= RAW DATA =
## start
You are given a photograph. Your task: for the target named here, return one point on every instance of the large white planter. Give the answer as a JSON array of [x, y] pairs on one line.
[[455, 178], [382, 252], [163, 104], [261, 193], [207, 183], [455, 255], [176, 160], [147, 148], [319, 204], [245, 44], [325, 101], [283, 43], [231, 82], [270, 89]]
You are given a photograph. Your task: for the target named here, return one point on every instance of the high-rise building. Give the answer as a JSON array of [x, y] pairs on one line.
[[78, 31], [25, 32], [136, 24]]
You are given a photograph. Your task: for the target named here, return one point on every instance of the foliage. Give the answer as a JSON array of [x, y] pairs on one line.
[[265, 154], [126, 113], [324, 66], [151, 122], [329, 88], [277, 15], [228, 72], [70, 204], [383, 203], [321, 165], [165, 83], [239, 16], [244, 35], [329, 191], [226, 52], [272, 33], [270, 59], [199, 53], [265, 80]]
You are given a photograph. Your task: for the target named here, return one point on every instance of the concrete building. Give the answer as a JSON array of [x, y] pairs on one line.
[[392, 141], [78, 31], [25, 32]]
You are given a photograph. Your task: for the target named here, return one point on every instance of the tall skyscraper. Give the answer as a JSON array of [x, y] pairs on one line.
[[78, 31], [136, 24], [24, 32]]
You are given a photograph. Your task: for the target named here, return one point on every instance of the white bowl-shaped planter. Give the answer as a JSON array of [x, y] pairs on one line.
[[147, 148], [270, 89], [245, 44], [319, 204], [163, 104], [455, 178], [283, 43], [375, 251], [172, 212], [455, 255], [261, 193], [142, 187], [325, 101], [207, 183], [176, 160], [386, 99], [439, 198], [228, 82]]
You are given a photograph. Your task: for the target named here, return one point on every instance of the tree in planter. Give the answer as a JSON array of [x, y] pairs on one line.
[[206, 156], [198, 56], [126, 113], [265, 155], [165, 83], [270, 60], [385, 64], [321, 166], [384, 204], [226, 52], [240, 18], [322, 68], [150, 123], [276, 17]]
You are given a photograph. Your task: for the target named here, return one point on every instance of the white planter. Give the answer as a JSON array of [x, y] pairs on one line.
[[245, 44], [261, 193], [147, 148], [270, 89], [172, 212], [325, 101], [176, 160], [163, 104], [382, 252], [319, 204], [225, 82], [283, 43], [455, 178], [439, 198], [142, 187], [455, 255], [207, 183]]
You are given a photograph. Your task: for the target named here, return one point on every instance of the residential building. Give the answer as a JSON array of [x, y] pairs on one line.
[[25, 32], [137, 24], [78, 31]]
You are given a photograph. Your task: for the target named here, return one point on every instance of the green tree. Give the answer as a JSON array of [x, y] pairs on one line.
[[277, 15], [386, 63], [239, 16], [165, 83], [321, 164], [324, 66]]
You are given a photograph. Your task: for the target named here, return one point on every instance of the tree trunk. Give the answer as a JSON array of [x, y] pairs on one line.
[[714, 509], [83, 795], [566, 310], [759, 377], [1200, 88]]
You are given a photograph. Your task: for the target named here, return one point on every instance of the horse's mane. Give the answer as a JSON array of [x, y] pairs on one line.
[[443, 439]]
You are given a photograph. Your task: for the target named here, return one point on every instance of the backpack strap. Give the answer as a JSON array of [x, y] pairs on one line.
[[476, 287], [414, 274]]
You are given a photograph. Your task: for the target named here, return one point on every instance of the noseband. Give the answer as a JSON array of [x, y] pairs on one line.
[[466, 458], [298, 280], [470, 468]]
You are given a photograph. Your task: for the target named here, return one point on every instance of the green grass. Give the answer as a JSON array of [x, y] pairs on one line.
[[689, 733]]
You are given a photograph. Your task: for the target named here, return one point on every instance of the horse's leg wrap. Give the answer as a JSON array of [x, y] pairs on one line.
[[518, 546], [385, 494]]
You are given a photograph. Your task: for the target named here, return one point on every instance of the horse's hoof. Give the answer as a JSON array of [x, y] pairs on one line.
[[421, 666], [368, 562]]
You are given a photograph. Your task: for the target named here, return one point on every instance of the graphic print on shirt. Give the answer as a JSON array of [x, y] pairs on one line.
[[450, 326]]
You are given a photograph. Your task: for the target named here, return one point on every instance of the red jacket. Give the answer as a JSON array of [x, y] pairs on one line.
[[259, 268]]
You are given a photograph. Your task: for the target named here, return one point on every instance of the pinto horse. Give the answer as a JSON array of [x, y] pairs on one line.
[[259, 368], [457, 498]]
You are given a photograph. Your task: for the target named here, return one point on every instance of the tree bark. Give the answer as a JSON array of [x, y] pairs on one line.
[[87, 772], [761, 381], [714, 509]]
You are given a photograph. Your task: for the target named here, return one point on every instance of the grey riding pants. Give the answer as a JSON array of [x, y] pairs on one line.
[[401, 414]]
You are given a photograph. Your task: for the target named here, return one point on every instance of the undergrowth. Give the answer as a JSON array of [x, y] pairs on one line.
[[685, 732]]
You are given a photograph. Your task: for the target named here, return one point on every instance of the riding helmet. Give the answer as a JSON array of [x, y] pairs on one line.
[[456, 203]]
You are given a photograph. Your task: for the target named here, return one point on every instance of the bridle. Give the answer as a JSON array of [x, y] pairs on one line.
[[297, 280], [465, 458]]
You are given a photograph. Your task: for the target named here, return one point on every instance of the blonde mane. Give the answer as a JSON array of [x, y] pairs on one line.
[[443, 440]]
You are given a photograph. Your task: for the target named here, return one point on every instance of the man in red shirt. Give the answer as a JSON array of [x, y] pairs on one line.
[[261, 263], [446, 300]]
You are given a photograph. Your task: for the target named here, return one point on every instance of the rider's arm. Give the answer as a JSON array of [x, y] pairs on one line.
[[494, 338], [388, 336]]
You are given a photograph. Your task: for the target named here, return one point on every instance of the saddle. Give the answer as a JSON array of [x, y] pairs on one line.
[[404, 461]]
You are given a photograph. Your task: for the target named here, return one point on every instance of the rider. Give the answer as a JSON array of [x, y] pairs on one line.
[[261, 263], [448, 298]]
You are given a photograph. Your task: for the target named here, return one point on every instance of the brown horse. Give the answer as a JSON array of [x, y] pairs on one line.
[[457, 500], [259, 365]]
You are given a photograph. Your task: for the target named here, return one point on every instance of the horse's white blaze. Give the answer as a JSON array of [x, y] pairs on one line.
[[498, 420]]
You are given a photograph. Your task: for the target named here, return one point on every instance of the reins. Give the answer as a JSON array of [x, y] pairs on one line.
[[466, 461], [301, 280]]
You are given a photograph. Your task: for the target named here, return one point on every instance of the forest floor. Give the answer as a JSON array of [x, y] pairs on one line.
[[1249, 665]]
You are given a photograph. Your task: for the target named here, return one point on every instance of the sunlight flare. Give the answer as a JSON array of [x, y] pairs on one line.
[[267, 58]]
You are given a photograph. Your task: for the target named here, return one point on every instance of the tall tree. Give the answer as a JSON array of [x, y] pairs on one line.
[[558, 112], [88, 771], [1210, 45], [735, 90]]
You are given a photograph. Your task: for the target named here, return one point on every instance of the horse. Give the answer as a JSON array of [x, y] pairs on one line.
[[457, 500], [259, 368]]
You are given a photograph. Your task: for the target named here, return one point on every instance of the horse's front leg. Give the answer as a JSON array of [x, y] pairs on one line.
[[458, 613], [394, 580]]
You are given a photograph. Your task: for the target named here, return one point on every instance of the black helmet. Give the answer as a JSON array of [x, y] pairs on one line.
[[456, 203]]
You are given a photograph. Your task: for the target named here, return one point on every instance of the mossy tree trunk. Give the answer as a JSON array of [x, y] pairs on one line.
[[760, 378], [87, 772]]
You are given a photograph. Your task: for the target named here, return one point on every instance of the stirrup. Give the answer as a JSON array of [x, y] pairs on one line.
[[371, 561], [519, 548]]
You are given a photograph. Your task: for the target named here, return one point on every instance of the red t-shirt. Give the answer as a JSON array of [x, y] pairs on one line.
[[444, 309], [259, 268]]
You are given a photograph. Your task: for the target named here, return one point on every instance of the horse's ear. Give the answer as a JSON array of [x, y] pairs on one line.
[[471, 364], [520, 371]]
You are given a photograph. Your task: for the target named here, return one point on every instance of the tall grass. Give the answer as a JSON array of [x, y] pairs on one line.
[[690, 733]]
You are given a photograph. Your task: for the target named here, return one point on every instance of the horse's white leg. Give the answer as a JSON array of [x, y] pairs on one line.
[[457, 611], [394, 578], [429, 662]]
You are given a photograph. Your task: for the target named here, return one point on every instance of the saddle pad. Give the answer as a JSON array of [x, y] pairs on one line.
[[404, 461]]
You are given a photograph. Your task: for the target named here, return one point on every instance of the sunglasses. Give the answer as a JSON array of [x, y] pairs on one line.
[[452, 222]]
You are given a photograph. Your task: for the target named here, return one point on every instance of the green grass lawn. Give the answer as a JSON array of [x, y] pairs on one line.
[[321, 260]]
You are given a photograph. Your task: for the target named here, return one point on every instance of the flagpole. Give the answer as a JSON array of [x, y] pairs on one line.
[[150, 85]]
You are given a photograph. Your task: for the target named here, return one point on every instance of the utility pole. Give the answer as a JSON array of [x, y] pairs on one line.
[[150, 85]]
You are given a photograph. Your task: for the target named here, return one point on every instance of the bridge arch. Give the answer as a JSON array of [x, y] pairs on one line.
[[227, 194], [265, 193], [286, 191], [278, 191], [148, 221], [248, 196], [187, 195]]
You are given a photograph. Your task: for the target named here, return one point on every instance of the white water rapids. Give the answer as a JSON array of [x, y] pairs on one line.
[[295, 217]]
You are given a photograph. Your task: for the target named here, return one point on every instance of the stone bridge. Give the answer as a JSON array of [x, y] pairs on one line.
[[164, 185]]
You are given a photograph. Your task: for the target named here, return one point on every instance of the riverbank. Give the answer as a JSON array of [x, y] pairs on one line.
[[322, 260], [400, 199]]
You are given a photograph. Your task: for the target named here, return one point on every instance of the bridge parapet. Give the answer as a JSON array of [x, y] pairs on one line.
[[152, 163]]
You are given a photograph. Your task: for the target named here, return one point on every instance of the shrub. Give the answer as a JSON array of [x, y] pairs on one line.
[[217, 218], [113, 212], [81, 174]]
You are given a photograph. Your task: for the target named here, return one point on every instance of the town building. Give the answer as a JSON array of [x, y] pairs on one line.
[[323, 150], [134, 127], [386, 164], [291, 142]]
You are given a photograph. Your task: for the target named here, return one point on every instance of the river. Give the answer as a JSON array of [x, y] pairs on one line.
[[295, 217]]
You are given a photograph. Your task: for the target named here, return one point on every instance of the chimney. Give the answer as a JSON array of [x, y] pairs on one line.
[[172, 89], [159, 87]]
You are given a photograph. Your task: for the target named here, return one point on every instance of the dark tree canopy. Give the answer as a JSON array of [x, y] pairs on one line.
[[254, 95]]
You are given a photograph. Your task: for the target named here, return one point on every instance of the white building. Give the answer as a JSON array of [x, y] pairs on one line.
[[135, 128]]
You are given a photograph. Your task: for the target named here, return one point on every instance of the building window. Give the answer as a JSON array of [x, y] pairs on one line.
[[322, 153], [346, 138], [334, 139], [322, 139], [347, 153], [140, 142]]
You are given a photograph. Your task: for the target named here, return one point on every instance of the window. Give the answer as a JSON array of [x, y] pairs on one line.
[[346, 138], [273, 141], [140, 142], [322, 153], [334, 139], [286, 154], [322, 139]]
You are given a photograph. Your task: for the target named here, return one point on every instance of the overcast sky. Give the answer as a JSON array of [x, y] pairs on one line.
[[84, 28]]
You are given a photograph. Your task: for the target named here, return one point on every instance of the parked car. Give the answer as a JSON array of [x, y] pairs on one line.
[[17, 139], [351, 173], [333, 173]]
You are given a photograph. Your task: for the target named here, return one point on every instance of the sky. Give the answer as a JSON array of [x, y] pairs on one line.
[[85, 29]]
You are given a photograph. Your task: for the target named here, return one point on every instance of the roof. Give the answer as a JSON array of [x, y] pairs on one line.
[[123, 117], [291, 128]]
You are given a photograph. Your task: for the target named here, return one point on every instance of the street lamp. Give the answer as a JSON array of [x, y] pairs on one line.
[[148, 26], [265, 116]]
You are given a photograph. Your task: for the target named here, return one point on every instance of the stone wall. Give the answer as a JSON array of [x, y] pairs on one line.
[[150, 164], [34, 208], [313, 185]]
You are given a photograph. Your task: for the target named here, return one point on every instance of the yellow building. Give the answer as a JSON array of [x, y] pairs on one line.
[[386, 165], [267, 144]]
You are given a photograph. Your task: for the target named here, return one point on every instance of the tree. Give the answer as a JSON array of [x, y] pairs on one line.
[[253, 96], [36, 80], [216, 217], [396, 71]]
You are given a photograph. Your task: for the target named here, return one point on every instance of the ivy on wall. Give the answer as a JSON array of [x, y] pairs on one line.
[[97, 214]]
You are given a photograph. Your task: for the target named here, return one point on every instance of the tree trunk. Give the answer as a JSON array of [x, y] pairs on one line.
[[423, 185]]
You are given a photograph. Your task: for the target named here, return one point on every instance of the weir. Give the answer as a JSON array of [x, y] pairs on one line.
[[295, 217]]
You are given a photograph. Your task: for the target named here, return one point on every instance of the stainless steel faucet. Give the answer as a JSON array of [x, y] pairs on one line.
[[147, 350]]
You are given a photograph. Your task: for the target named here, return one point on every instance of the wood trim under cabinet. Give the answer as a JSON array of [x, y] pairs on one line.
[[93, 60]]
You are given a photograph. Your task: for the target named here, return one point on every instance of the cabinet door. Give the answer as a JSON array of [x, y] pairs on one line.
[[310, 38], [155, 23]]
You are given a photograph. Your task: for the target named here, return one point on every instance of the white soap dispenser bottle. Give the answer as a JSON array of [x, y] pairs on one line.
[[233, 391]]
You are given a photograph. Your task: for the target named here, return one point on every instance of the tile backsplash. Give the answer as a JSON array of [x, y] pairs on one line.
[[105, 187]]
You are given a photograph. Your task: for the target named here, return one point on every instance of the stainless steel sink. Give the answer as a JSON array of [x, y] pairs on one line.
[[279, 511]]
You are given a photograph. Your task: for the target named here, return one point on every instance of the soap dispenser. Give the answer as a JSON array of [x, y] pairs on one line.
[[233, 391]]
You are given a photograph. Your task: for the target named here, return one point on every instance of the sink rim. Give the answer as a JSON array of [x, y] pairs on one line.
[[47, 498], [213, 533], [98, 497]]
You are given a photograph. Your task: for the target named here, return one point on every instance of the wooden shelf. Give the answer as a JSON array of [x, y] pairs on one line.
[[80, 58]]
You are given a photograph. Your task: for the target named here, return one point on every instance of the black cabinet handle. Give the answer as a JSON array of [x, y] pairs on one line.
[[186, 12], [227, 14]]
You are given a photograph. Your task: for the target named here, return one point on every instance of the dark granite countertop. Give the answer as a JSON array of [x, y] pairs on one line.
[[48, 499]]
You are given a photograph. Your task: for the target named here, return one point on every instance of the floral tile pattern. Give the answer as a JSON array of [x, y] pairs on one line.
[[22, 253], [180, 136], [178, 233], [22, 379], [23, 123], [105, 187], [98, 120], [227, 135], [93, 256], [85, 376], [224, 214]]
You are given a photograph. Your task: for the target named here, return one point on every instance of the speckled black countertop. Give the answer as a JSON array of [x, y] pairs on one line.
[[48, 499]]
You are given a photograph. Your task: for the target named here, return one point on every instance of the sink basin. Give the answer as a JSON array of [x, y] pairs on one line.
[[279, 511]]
## end
= STATED TASK =
Copy out the listing lines that begin at the line containing "the tall skyscraper." and end after the line containing "[[78, 31], [136, 24], [24, 32]]", reproducing them exactly and including both ends.

= PROBLEM SOLUTION =
You are given a photograph. Your task: for the target named here, return one point on every instance of the tall skyscraper. Give the answer as a JSON array of [x, y] pairs on one line.
[[78, 31], [136, 24], [24, 32]]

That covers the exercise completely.